Jakarta (ANTARA News) - Ekonom Universitas Indonesia (UI) Ninasapti Triaswati menilai erdagangan bebas ASEAN-China (ACFTA) yang diterapkan sejak awal Januari 2010 tidak menguntungkan seluruh sektor industri Indonesia.

"Untuk beberapa sektor industri manufaktur seperti garmen dan alas kaki, penerapan perdagangan bebas ini justru mengancam keberlangsungan industri tersebut," kata Ninasapti pada diskusi "Nasib Industri Lokal Setelah diberlukan ASEAN-China Free Trade Agreement (AC-FTA)" di Jakarta, Sabtu.

Dia menunjuk data nilai dan volume ekspor industri tersebut selama lima tahun terakhir yang terus merosot, sehingga meresahkan pengusaha dan tenaga kerja.

Apalagi, katanya, industri garmen dan alas kaki adalah sektor industri padat karya sehingga memberikan dampak besar terhadap lapangan kerja dan kesejahteraan rakyat.

Tapi setelah ACFTA, produk-produk dari China berharga lebih murah meramaikan pasar Indonesia.

"Serbuan produk dari China bisa mengancam produk lokal yang harganya lebih mahal. Jika hal ini berlangsung terus menerus maka industri lokal bisa kolaps," kata staf pengajar ekonomi pembangunan Fakultas Ekonomi UI ini.
▬▬▬▬▬▬▬▬▬▬
** INSTRUKSI LATIHAN **
Tuliskan kembali bagian teks tentang perdagangan bebas ASEAN-China yang diawali kata-kata berisi "Apalagi, katanya, industri" dan diakhiri "dan kesejahteraan rakyat.", lalu ganti "padat karya" dengan "padat modal".

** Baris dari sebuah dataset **
▬▬▬▬▬▬▬▬▬▬
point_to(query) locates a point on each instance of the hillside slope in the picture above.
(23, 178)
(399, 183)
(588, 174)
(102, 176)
▬▬▬▬▬▬▬▬▬▬
** JAWABAN **
Apalagi, katanya, industri garmen dan alas kaki adalah sektor industri padat modal sehingga memberikan dampak besar terhadap lapangan kerja dan kesejahteraan rakyat.